____ DATA FOR ANALYSIS

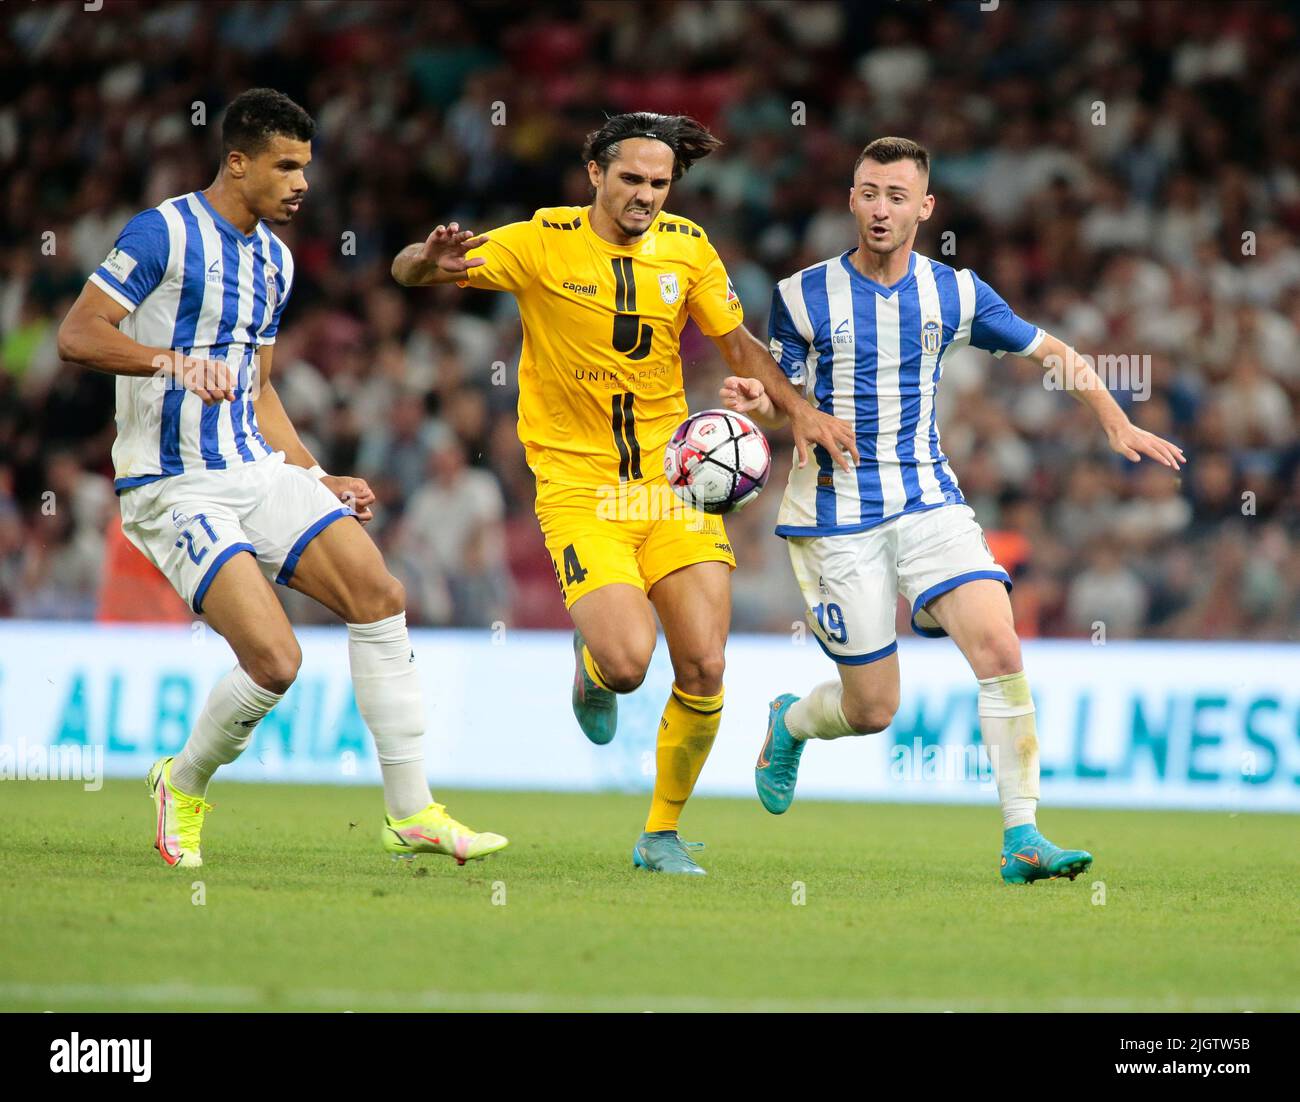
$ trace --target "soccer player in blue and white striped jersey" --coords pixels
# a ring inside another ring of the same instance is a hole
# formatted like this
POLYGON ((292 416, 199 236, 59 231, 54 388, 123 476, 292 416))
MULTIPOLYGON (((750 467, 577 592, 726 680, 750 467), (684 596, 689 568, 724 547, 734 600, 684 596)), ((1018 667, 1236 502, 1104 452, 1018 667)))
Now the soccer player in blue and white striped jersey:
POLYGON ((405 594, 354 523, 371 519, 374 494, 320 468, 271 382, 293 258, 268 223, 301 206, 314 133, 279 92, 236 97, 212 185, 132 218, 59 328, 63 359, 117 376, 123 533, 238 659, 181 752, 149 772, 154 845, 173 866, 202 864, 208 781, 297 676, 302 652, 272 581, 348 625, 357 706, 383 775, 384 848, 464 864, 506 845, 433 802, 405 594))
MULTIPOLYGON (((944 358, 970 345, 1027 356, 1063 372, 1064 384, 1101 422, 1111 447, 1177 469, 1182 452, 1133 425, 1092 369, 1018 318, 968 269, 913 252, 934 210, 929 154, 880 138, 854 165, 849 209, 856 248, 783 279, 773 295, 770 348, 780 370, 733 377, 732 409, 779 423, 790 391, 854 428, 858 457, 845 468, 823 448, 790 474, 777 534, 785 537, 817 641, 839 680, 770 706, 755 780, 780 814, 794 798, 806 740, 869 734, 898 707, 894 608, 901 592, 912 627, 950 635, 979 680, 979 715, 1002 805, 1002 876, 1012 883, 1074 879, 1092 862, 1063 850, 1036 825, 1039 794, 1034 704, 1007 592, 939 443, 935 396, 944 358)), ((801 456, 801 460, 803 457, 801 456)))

________

Reproduce the data above verbatim, minus any images.

* **RESPONSE AREA**
$ trace --target "soccer player in blue and white striped jersey" --coords pixels
# a ring inside another ring of the same instance is a hole
# formatted like this
POLYGON ((292 416, 199 236, 59 231, 54 388, 123 476, 292 416))
MULTIPOLYGON (((750 467, 577 592, 726 680, 750 467), (684 596, 689 568, 724 547, 734 600, 684 596)), ((1018 667, 1236 502, 1104 452, 1018 667)))
Now the soccer player in blue and white striped jersey:
POLYGON ((405 594, 354 523, 371 519, 374 494, 320 468, 271 382, 293 258, 268 223, 301 206, 314 133, 279 92, 236 97, 212 185, 132 218, 59 328, 63 359, 117 376, 123 533, 238 659, 181 752, 149 772, 154 845, 173 866, 202 864, 208 781, 297 676, 302 652, 272 581, 348 625, 357 706, 383 775, 384 848, 464 864, 506 845, 433 802, 405 594))
MULTIPOLYGON (((944 358, 970 345, 1027 356, 1063 372, 1064 384, 1101 422, 1111 447, 1177 469, 1182 452, 1133 425, 1092 369, 1018 318, 968 269, 913 252, 934 210, 929 154, 880 138, 854 165, 849 209, 856 248, 783 279, 773 295, 770 348, 780 370, 733 377, 732 409, 779 423, 790 391, 854 428, 858 457, 845 468, 823 448, 790 474, 777 534, 785 537, 817 641, 839 680, 770 706, 755 780, 780 814, 794 798, 806 740, 869 734, 898 707, 894 608, 901 592, 912 627, 950 635, 979 680, 979 715, 1002 805, 1002 876, 1012 883, 1074 879, 1092 862, 1063 850, 1036 825, 1039 794, 1034 704, 1007 592, 939 443, 935 396, 944 358)), ((801 456, 801 460, 803 457, 801 456)))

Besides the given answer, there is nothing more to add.